AW: [erlang-questions] Handling UTF-8 data when parsing XML using xmerl

Roessner, Silvester silvester.roessner@REDACTED
Fri Sep 4 11:33:36 CEST 2009


Hi Seth,

I had also problems with unicode support in xmerl.

My solution is to convert the list containing unicode code-points
(which I get in my case from .NET)
into a UTF-8 string xmerl can handle.

fix_unicode(XmlString) ->
	Binary = unicode:characters_to_binary(XmlString, unicode),
	binary_to_list(Binary).

Since I do only parse XML data with xmerl
but use my own functions to output xml
I can't tell you if this fix your problem.

Hope my answer isn't too late 
- and that it is really related to your problem ;-)

Silvester

____________________
 
Carl Zeiss Vision GmbH
 
S i l v e s t e r   R ö ß n e r
Corporate IT Solutions Center
 
Team Head Calculation Engine / VI - IS5
 
Telefon / Phone:  +49 (7361) 591 831
Fax:              +49 (7361) 591 498
mailto:silvester.roessner@REDACTED
http://www.vision.zeiss.com
 
Carl Zeiss Vision GmbH, Turnstr. 27, 73430 Aalen
Geschäftsführer: Dr. Raymund Heinen, Thomas Radke
Sitz der Gesellschaft: 73430 Aalen, Deutschland
Amtsgericht Ulm, HRB 501574, USt.-IdNr:DE 237 102 722

 

> This message is intended for a particular addressee only and
may contain business or company secrets. If you have received
this email in error, please contact the sender and delete the
message immediately. Any use of this email, including saving,
publishing, copying, replication or forwarding of the message
or the contents is not permitted.

* **AIM 1**
Reproduce the part of the xmerl reply starting with "AW: [erlang-questions] Handling" and going on through "case from .NET)".
The records below have no connection to the xmerl reply.

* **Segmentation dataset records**
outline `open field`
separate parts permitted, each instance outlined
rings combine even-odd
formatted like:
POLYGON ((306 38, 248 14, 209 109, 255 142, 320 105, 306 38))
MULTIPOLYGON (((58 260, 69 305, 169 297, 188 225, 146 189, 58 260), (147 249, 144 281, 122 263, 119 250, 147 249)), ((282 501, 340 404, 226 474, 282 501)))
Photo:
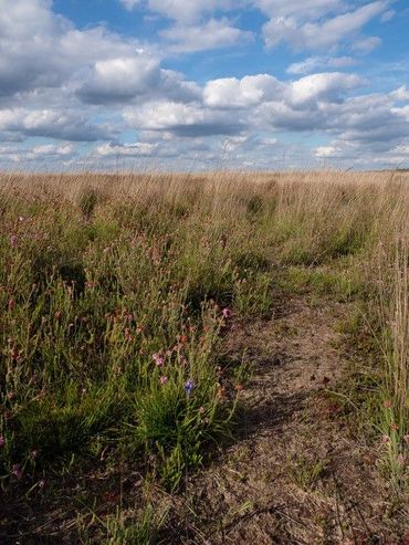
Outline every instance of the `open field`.
POLYGON ((409 174, 0 176, 1 544, 409 543, 409 174))

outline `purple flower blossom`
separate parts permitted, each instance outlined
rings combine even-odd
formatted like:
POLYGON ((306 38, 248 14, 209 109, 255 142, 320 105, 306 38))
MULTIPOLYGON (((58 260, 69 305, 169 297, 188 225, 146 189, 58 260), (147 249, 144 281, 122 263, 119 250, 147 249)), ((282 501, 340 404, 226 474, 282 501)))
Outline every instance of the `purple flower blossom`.
POLYGON ((164 364, 165 364, 165 358, 161 354, 159 353, 156 353, 153 355, 153 360, 155 361, 155 364, 157 365, 157 367, 164 367, 164 364))
POLYGON ((231 317, 230 308, 223 308, 222 314, 224 319, 229 319, 231 317))
POLYGON ((187 381, 185 382, 185 391, 186 391, 186 395, 187 395, 187 396, 190 396, 191 390, 192 390, 193 388, 195 388, 195 381, 193 381, 191 378, 189 378, 189 380, 187 380, 187 381))
POLYGON ((10 244, 10 248, 15 248, 18 241, 19 241, 19 237, 17 234, 10 234, 9 235, 9 244, 10 244))
POLYGON ((19 463, 14 463, 14 465, 11 468, 11 473, 19 480, 23 476, 23 472, 19 463))

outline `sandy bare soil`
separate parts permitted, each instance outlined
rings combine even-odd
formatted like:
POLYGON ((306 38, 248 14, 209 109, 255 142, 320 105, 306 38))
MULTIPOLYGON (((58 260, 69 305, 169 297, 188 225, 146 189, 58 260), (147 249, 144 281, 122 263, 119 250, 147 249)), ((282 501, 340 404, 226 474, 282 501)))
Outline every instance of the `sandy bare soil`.
POLYGON ((175 543, 406 543, 397 536, 409 523, 389 501, 377 451, 332 394, 348 370, 336 331, 346 312, 294 300, 230 332, 230 356, 247 350, 254 366, 248 409, 237 442, 189 481, 175 543))

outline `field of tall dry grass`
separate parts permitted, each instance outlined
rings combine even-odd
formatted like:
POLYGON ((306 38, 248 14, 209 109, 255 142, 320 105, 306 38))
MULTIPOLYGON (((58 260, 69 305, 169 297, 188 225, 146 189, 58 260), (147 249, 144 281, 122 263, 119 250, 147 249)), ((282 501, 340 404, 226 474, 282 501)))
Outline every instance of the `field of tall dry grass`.
POLYGON ((408 242, 400 171, 2 174, 0 542, 219 543, 151 491, 186 499, 239 440, 253 361, 227 345, 296 298, 343 305, 322 389, 394 505, 378 542, 316 543, 408 543, 408 242))

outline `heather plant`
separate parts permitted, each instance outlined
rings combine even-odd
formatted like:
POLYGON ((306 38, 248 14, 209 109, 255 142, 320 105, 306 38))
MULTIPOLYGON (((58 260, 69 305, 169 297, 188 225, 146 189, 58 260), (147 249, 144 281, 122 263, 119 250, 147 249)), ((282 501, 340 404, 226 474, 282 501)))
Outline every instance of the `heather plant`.
MULTIPOLYGON (((370 388, 353 402, 401 485, 407 180, 2 175, 3 489, 36 486, 72 464, 81 473, 82 464, 120 461, 180 490, 234 430, 248 363, 226 363, 223 337, 237 321, 269 317, 296 294, 359 305, 370 324, 370 388)), ((361 324, 354 322, 352 337, 361 324)), ((148 543, 151 513, 102 524, 107 543, 148 543)))

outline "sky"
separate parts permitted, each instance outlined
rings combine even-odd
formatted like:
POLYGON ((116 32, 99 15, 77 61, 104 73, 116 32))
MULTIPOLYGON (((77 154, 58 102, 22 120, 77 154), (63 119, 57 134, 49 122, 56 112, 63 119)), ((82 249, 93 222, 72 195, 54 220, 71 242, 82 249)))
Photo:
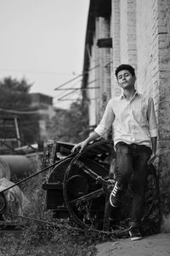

* **AIM 2**
Turn the records, from their first line through the line with "POLYGON ((19 463, 14", into a Markdown table with the columns Row and Line. Number each row, skip blank lines, and leave the pictures out.

* **WORKED ANSWER 1**
AW: [erlang-questions] Handling UTF-8 data when parsing XML using xmerl

Roessner, Silvester silvester.roessner@REDACTED
Fri Sep 4 11:33:36 CEST 2009


Hi Seth,

I had also problems with unicode support in xmerl.

My solution is to convert the list containing unicode code-points
(which I get in my case from .NET)

* **WORKED ANSWER 2**
| Row | Line |
|---|---|
| 1 | outline `open field` |
| 2 | separate parts permitted, each instance outlined |
| 3 | rings combine even-odd |
| 4 | formatted like: |
| 5 | POLYGON ((306 38, 248 14, 209 109, 255 142, 320 105, 306 38)) |
| 6 | MULTIPOLYGON (((58 260, 69 305, 169 297, 188 225, 146 189, 58 260), (147 249, 144 281, 122 263, 119 250, 147 249)), ((282 501, 340 404, 226 474, 282 501))) |
| 7 | Photo: |
| 8 | Outline every instance of the `open field`. |
| 9 | POLYGON ((409 174, 0 176, 1 544, 409 543, 409 174)) |
| 10 | outline `purple flower blossom` |
| 11 | separate parts permitted, each instance outlined |
| 12 | rings combine even-odd |
| 13 | formatted like: |
| 14 | POLYGON ((306 38, 248 14, 209 109, 255 142, 320 105, 306 38)) |
| 15 | MULTIPOLYGON (((58 260, 69 305, 169 297, 188 225, 146 189, 58 260), (147 249, 144 281, 122 263, 119 250, 147 249)), ((282 501, 340 404, 226 474, 282 501))) |
| 16 | Outline every instance of the `purple flower blossom`. |
| 17 | POLYGON ((164 364, 165 364, 165 358, 161 354, 159 353, 156 353, 153 355, 153 360, 155 361, 155 364, 157 365, 157 367, 164 367, 164 364)) |
| 18 | POLYGON ((231 317, 230 308, 223 308, 222 314, 224 319, 229 319, 231 317)) |
| 19 | POLYGON ((187 381, 185 382, 185 391, 186 391, 186 395, 187 395, 187 396, 190 396, 191 390, 192 390, 193 388, 195 388, 195 381, 193 381, 191 378, 189 378, 189 380, 187 380, 187 381)) |
| 20 | POLYGON ((10 244, 10 248, 15 248, 18 241, 19 241, 19 237, 17 234, 10 234, 9 235, 9 244, 10 244)) |
| 21 | POLYGON ((19 463, 14 463, 14 465, 11 468, 11 473, 19 480, 23 476, 23 472, 19 463)) |